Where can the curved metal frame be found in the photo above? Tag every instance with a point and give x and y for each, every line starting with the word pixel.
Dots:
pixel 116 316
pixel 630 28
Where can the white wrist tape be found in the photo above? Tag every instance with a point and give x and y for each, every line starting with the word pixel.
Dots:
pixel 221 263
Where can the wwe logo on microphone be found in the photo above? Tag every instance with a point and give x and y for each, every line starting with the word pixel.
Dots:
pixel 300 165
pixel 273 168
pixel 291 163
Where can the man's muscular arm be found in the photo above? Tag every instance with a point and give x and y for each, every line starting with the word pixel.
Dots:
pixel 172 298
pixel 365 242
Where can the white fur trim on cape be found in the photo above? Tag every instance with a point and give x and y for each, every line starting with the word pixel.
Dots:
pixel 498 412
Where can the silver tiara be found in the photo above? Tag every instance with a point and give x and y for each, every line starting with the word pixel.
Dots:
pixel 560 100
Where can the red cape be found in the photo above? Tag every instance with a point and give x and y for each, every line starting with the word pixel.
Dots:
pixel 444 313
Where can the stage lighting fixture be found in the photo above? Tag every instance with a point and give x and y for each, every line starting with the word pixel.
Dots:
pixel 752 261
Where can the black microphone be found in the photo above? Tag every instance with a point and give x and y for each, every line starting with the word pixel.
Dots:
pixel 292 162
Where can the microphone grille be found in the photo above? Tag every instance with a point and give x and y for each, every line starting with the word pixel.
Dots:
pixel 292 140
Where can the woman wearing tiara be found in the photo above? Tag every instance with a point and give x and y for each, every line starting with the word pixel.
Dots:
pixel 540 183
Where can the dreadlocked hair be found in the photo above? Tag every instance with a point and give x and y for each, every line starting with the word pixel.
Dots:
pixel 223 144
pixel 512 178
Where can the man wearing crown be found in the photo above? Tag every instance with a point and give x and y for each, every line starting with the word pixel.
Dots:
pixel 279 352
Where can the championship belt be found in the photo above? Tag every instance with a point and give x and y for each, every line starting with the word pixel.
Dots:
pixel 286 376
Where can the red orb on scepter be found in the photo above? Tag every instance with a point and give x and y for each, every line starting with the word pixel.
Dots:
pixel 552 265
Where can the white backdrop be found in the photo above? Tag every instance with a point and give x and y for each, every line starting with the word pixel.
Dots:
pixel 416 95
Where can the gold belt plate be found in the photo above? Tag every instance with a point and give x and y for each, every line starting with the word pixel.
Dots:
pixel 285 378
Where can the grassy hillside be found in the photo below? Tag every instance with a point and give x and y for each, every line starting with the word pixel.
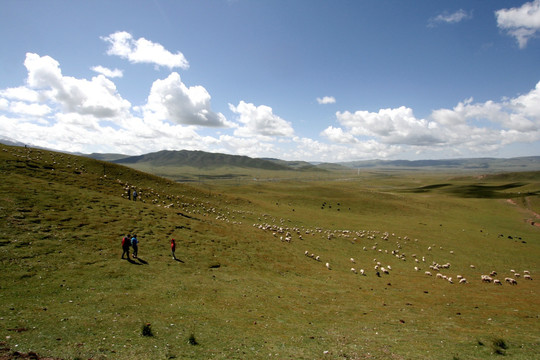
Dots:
pixel 243 287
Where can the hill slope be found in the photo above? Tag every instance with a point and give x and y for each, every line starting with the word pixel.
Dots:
pixel 200 159
pixel 243 286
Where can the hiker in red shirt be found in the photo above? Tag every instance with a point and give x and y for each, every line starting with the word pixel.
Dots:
pixel 173 248
pixel 126 241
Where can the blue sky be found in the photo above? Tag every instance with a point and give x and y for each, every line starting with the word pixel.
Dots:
pixel 297 80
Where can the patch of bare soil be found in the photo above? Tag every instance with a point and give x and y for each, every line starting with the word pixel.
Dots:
pixel 7 354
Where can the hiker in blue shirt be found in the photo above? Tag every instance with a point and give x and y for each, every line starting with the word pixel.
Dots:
pixel 135 245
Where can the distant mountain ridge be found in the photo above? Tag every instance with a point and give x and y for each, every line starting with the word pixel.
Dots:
pixel 528 163
pixel 200 159
pixel 206 160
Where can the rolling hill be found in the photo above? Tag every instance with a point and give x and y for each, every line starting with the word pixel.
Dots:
pixel 251 280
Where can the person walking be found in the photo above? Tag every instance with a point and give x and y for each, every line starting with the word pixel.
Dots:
pixel 173 248
pixel 135 245
pixel 126 242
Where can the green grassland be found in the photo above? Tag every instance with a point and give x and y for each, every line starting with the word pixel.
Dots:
pixel 242 287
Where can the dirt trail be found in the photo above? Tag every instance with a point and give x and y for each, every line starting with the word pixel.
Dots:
pixel 533 218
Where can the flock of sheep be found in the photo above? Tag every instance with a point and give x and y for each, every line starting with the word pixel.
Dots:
pixel 286 234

▸ Exercise instructions
Which lines above hold the string "hiker"? Copy each of them.

▸ Response to the task
Where can the hiker in red shirt be found in the photo above? Tag every instance with a point and give x and y for each, every line starting with the word pixel.
Where can the hiker in blue shirt be found in the photo above? Tag every instance with a point and give x and y for each, every line starting with the word pixel.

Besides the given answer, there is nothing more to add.